ISSN 1973-9702

Immagine copertina

Stessi spazi, nuovi usi: temporaneità e spazio pubblico nella città contemporanea

di Sara Caramaschi

Dottoranda, Dipartimento di Architettura, Roma Tre

Nonostante il fenomeno della temporaneità e dell’attivazione provvisoria dello spazio urbano sia stato adottato da molti, nel mondo accademico e nella professione pochi hanno studiato e promosso i concetti di pop-up e tactical urtbanism.

Il libro, scritto dal pianificatore Peter Bishop insieme all’ambientalista Lesley Williams, indaga questi concetti, diventando il primo vero riferimento di una serie di azioni, tattiche e progetti dall’immediato effetto. Questo approccio alternativo è stato identificato dai due autori come una emergente forma di fare urbanistica, un modo di risolvere alcune criticità contemporanee con strategie e tattiche transitorie.

Il fenomeno dello shrinkage, della contrazione urbana, non lascia dubbi al fatto che il numero di vuoti urbani sia destinato a crescere.  Molti sono gli spazi che hanno perso senso, uso o attenzione e diventa dunque urgente esplorare e definire nuovi cicli di vita, nuovi usi o attività, che riportino dignità a questi brani di città. Architetti, urbanisti e pianificatori hanno riscontrato di non avere le risorse, il potere e il controllo per migliorare lo spazio urbano e sono sempre più i progetti asettici, lontani dalle aspettative di chi vive questi luoghi.

Sono così riemerse una serie d’iniziative temporanee che lavorano sul coinvolgimento diretto dei cittadini per la riappropriazione dello spazio pubblico, progetti bottom-up promossi per sbloccare il potenziale dei luoghi in cui si situano. L’uso temporaneo della città è stato riscoperto come uno degli strumenti più idonei di adattamento urbano, la reazione più efficace rispetto alle condizioni che il secolo corrente pone in essere.

» **Dati di partenza**:
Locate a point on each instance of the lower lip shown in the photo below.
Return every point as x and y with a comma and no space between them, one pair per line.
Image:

--

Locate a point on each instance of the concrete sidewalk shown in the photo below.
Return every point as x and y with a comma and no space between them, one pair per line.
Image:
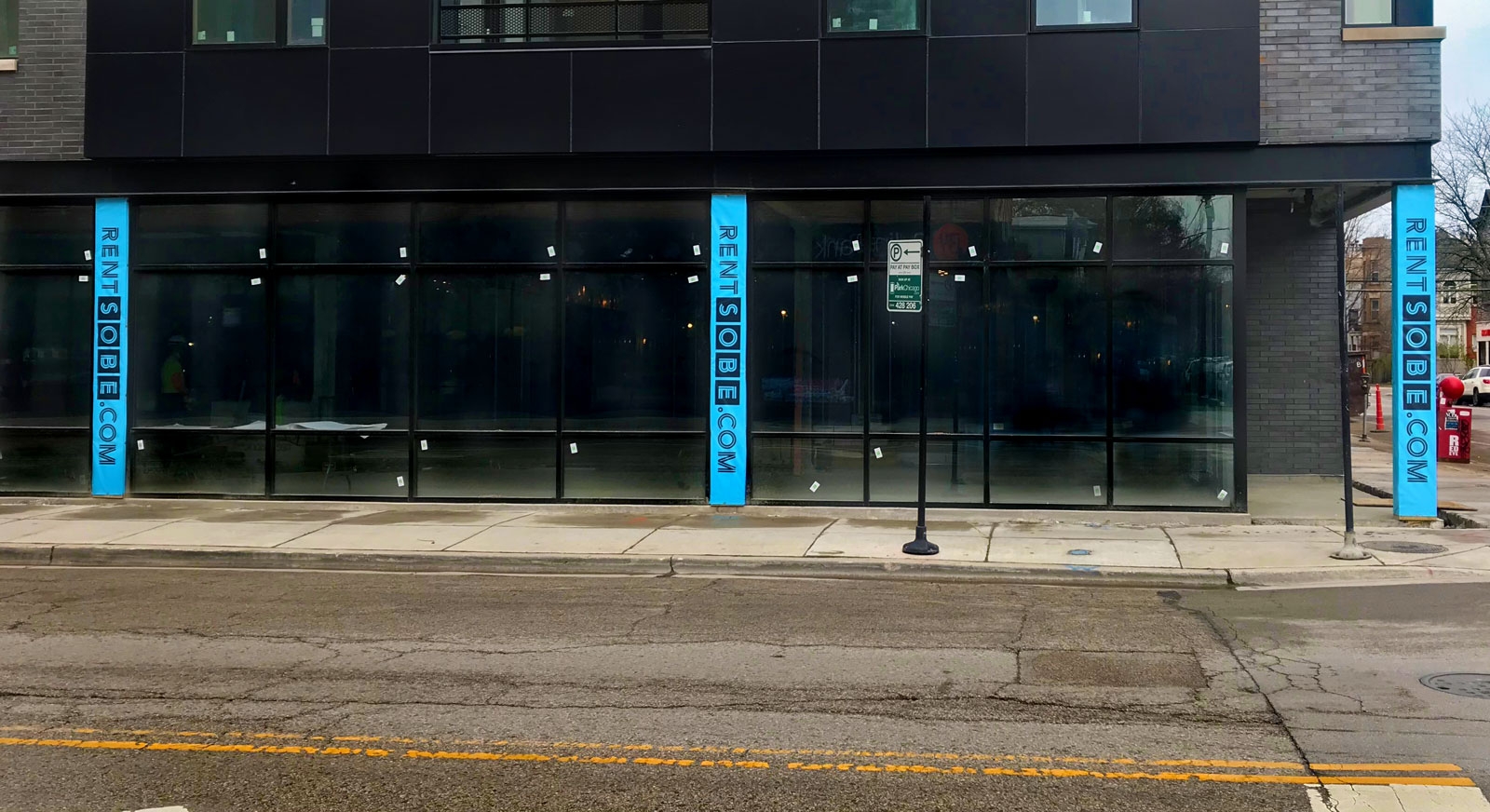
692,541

» **Consegna A**:
Riscrivi il pezzo del testo sull'uso temporaneo dello spazio pubblico che comincia con "ISSN 1973-9702" e va avanti fino a "e tactical urtbanism.", mettendo "provvisorietà" al posto di "temporaneità".
» **Consegna B**:
Riporta ogni riga dell'elenco in cui compare la parola "below". Maiuscole e minuscole contano.

» **Soluzione A**:
ISSN 1973-9702

Immagine copertina

Stessi spazi, nuovi usi: provvisorietà e spazio pubblico nella città contemporanea

di Sara Caramaschi

Dottoranda, Dipartimento di Architettura, Roma Tre

Nonostante il fenomeno della provvisorietà e dell’attivazione provvisoria dello spazio urbano sia stato adottato da molti, nel mondo accademico e nella professione pochi hanno studiato e promosso i concetti di pop-up e tactical urtbanism.

» **Soluzione B**:
Locate a point on each instance of the lower lip shown in the photo below.
Locate a point on each instance of the concrete sidewalk shown in the photo below.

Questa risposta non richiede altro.